=== Passage to read ===
Secretary of State Hillary Clinton used a special event commemorating the 100 year anniversary of the Boundary Waters Treaty between the United States and Canada to announce that the two countries will begin the process of updating the Great Lakes Water Quality Agreement.
The Great Lakes Water Quality Agreement was initiated pursuant to the Boundary Waters Treaty and first signed in 1972 by President Richard Nixon and Prime Minister Pierre Trudeau. The 1972 agreement focused on phosphorus pollution and created a precedent for environmental leadership by the International Joint Commission. The Great Lakes Water Quality Agreement was amended in 1978 with a more ambitious purpose, “to restore and maintain the chemical, physical, and biological integrity of the waters of the Great Lakes Basin Ecosystem.” The 1978 amendments also included the goal of “virtual elimination” of persistent toxic substances. The agreement was last amended in 1987 with provisions for addressing toxic hotspots and lakewide community planning.

=== Supplied data ===
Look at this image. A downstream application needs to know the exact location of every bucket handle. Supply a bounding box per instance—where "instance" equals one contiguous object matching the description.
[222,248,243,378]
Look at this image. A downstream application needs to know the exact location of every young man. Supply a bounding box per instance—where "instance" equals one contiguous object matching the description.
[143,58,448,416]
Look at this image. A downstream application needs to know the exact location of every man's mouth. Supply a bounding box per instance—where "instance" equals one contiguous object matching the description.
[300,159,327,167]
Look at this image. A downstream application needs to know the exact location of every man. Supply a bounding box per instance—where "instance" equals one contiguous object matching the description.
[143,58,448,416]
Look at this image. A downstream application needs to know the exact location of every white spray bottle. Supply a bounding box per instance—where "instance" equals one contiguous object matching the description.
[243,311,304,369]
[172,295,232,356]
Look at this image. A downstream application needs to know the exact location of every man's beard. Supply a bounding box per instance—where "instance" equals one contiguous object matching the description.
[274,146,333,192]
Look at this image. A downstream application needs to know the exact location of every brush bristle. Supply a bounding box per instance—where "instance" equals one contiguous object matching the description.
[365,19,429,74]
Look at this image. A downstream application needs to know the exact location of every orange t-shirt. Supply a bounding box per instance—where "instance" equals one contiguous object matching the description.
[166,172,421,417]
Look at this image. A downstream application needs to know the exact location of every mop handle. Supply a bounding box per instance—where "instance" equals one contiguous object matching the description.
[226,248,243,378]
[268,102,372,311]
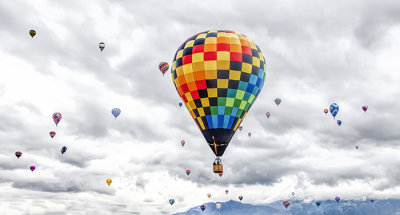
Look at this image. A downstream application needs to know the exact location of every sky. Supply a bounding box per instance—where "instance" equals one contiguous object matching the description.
[0,0,400,215]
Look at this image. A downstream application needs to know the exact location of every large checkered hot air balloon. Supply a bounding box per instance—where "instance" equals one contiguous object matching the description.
[171,30,265,173]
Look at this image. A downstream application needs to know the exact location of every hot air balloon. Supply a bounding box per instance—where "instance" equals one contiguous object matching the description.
[275,98,282,105]
[215,202,222,211]
[53,113,62,126]
[106,179,112,186]
[283,201,290,208]
[99,42,106,51]
[49,131,56,138]
[329,103,339,118]
[111,108,121,119]
[60,146,67,154]
[171,30,265,173]
[15,152,22,158]
[29,30,36,38]
[158,62,169,75]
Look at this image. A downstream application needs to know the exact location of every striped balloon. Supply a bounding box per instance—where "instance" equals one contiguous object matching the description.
[158,62,169,75]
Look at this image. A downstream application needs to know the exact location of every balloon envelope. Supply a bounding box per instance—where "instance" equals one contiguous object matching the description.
[106,179,112,186]
[111,108,121,119]
[99,42,106,51]
[61,146,67,154]
[171,30,265,156]
[158,62,169,75]
[29,30,36,38]
[53,113,62,126]
[15,152,22,158]
[49,131,56,138]
[275,98,282,105]
[329,103,339,118]
[283,201,290,208]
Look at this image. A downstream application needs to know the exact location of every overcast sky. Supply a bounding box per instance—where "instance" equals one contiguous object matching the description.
[0,0,400,215]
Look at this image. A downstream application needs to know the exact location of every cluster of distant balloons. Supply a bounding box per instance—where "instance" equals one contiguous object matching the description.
[26,30,373,211]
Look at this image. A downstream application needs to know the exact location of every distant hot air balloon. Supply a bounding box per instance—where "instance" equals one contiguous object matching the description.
[53,113,62,126]
[99,42,106,51]
[49,131,56,138]
[283,201,290,208]
[275,98,282,105]
[329,103,339,118]
[15,152,22,158]
[158,62,169,75]
[171,30,265,174]
[111,108,121,119]
[106,179,112,186]
[29,30,36,38]
[60,146,67,154]
[215,202,222,211]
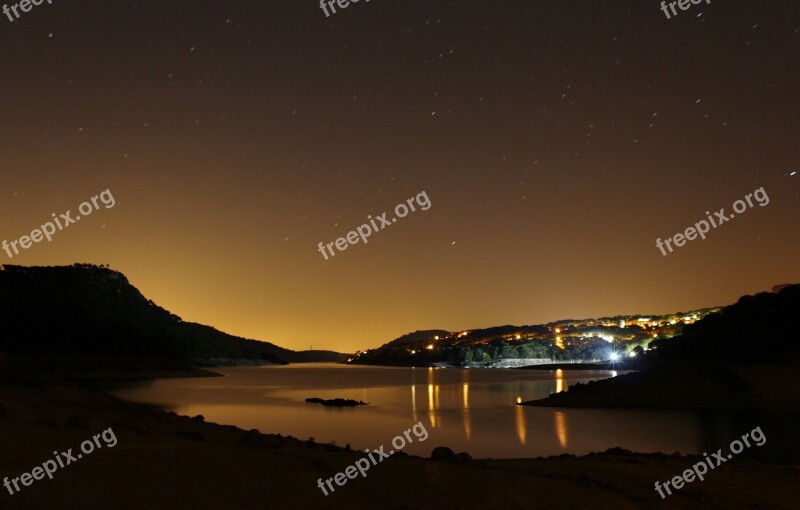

=== Task item ===
Could you repeat the whole text on the Great Lakes Water Quality Agreement exactly, word for word?

=== Finished task ===
Secretary of State Hillary Clinton used a special event commemorating the 100 year anniversary of the Boundary Waters Treaty between the United States and Canada to announce that the two countries will begin the process of updating the Great Lakes Water Quality Agreement.
The Great Lakes Water Quality Agreement was initiated pursuant to the Boundary Waters Treaty and first signed in 1972 by President Richard Nixon and Prime Minister Pierre Trudeau. The 1972 agreement focused on phosphorus pollution and created a precedent for environmental leadership by the International Joint Commission. The Great Lakes Water Quality Agreement was amended in 1978 with a more ambitious purpose, “to restore and maintain the chemical, physical, and biological integrity of the waters of the Great Lakes Basin Ecosystem.” The 1978 amendments also included the goal of “virtual elimination” of persistent toxic substances. The agreement was last amended in 1987 with provisions for addressing toxic hotspots and lakewide community planning.